- [YOUR INSTRUCTIONS] Below are entries; copy exactly, and only, the lines from the one containing "Task: Q: Indicate the man's forehead" through their final line, leaving out pictures.
Segment Start: MATERIAL PROVIDED
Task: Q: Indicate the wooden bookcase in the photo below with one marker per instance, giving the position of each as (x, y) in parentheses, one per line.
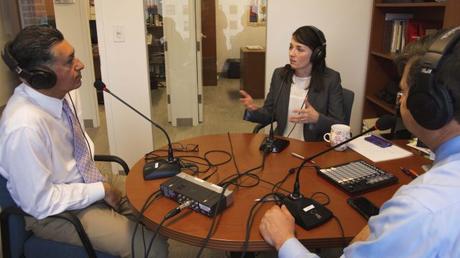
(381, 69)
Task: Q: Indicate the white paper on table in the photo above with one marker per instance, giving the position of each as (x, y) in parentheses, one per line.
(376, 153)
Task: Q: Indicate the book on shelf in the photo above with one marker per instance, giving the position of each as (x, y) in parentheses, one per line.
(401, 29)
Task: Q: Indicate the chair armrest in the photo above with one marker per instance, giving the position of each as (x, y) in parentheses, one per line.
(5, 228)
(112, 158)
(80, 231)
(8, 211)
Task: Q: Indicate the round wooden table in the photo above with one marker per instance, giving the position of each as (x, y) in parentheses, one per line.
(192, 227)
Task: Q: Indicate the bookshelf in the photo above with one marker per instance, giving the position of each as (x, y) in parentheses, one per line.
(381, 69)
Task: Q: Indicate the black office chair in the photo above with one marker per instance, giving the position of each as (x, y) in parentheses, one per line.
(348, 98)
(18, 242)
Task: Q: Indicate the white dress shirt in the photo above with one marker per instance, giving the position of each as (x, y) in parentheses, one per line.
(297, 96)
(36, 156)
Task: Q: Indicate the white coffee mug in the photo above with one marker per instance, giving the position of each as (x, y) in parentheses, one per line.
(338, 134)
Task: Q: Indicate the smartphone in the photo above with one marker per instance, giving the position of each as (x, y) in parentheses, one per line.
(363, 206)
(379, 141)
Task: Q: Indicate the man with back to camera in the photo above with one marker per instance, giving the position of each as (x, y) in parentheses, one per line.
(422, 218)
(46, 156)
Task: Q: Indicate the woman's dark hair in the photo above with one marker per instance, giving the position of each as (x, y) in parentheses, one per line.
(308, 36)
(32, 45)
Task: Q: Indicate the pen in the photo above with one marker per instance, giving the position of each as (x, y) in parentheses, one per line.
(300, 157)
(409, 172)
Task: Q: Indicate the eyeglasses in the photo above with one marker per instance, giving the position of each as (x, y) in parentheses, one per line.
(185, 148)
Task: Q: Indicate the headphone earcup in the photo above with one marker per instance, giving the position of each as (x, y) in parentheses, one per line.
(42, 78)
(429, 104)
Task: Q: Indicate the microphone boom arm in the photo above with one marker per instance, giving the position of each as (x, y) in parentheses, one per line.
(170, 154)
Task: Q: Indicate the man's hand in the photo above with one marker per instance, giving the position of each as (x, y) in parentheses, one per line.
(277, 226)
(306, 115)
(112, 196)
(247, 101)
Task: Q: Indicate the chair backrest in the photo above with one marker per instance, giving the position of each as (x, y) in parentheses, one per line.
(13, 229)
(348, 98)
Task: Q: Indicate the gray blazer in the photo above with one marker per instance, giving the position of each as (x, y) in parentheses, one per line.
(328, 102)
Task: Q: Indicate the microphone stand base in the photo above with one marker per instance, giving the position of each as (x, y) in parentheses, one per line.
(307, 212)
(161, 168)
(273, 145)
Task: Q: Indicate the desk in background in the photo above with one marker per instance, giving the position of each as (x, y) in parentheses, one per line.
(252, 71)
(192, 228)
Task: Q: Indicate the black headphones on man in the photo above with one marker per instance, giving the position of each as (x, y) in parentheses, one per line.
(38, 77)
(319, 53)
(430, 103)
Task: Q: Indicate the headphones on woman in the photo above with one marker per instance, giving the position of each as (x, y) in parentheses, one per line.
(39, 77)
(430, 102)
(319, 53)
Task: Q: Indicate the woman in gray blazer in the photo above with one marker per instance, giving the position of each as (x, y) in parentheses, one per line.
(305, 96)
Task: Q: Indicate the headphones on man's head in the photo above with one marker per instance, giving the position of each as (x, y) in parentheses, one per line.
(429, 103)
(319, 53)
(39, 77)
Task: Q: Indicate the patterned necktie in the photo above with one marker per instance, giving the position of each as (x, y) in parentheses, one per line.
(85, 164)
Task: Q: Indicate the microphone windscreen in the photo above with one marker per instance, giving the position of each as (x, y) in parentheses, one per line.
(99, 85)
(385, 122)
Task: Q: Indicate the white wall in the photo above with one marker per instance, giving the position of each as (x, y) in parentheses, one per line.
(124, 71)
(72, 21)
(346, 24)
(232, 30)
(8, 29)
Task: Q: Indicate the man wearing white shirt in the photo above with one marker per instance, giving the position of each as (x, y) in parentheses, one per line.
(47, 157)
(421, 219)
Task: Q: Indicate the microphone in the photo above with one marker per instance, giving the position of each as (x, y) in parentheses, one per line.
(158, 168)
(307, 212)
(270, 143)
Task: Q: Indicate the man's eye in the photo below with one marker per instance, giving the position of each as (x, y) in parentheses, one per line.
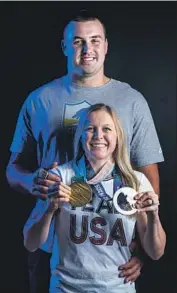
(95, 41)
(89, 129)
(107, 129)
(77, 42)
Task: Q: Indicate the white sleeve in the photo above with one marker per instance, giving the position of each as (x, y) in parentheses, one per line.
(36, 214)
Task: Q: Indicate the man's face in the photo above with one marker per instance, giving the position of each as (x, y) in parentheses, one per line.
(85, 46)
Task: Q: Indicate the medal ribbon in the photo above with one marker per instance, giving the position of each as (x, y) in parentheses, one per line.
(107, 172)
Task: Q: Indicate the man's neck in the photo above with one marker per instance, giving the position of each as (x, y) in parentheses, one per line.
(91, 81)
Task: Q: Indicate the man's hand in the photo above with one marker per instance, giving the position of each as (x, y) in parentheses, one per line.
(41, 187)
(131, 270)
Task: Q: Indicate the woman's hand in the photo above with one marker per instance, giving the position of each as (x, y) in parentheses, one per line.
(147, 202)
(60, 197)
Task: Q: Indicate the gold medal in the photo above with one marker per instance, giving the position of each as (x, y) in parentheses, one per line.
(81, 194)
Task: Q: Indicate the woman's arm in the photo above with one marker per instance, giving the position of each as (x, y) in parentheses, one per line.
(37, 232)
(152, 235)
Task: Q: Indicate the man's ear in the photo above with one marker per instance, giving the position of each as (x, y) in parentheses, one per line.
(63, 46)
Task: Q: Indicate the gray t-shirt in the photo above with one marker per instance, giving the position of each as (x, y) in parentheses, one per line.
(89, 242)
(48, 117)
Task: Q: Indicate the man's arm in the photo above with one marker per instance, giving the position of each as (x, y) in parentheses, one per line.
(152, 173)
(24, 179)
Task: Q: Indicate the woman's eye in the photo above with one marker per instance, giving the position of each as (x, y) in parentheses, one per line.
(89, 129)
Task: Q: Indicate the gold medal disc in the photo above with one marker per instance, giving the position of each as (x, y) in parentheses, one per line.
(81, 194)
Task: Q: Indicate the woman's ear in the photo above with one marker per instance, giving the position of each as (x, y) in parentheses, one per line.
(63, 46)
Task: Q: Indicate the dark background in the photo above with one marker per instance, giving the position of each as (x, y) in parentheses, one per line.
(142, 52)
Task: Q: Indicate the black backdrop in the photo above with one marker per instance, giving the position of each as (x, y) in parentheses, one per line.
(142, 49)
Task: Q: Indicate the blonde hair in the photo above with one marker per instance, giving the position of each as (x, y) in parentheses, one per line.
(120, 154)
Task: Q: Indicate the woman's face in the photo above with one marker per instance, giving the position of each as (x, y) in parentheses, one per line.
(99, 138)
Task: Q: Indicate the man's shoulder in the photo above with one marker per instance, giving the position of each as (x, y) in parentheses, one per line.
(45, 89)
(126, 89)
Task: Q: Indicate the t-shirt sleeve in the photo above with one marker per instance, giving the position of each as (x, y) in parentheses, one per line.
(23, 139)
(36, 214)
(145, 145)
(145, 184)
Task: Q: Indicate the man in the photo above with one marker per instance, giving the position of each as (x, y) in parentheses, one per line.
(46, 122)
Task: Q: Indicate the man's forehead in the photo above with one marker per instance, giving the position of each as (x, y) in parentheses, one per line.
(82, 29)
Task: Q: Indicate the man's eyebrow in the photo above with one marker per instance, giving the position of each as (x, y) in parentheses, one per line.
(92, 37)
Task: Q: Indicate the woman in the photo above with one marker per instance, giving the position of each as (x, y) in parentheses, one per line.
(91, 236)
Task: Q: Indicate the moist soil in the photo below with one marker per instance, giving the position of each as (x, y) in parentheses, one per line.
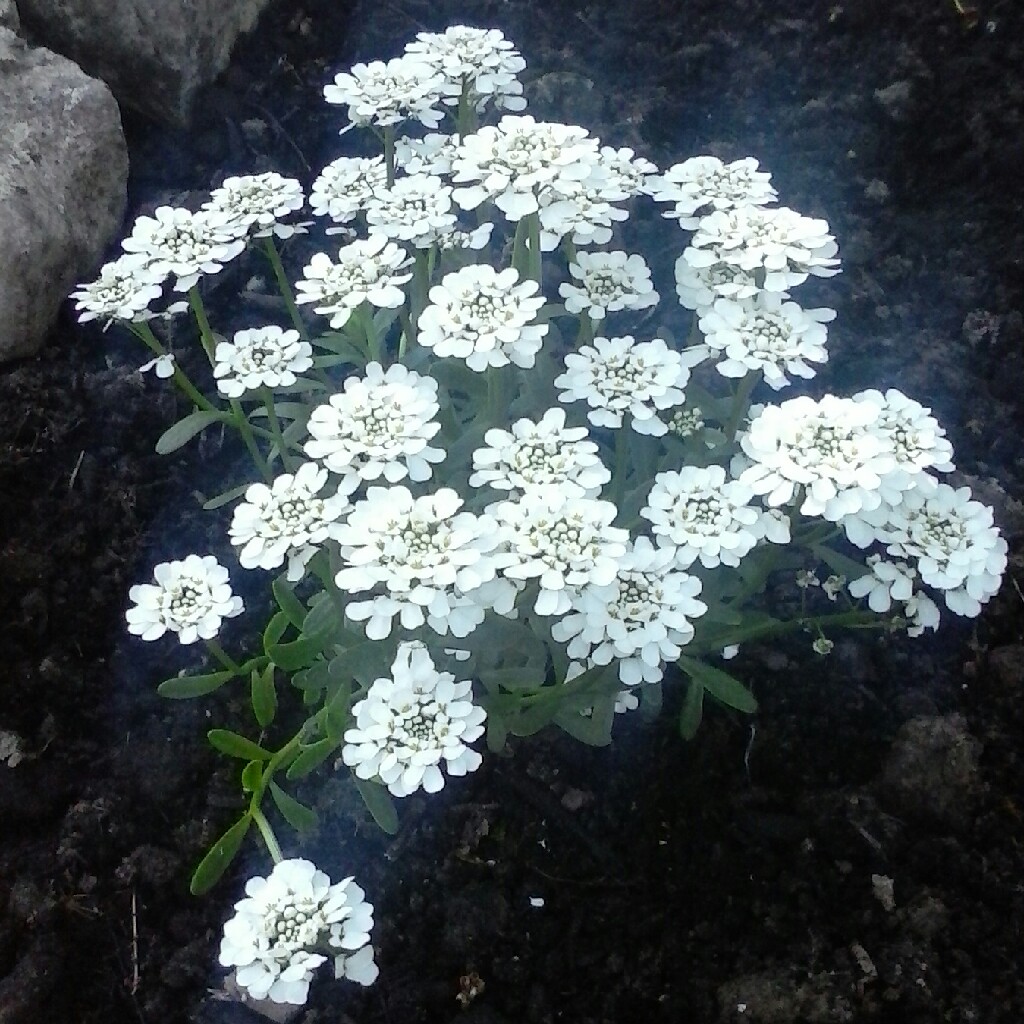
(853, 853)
Segment End: MATERIAL PROVIDED
- [EXPECTED ANSWER]
Task: Q: Indicate the man's forehead in the photo above with one marker per instance, giving the position of each as (x, y) in parentheses, one per line.
(82, 29)
Task: Q: Indicate the man's eyebrow in the photo above with one marker per instance, giving the position of each as (x, y) in parentheses, one per line.
(92, 37)
Task: Q: Indicate the woman in the photo above with one marker per instance, giving the position of each as (x, y) in parentheses, one per line.
(91, 236)
Task: Q: Indicate the moist soil in the photo below with one marker per instance, giving the position of each as (x, y) in parentheses, one per line.
(853, 853)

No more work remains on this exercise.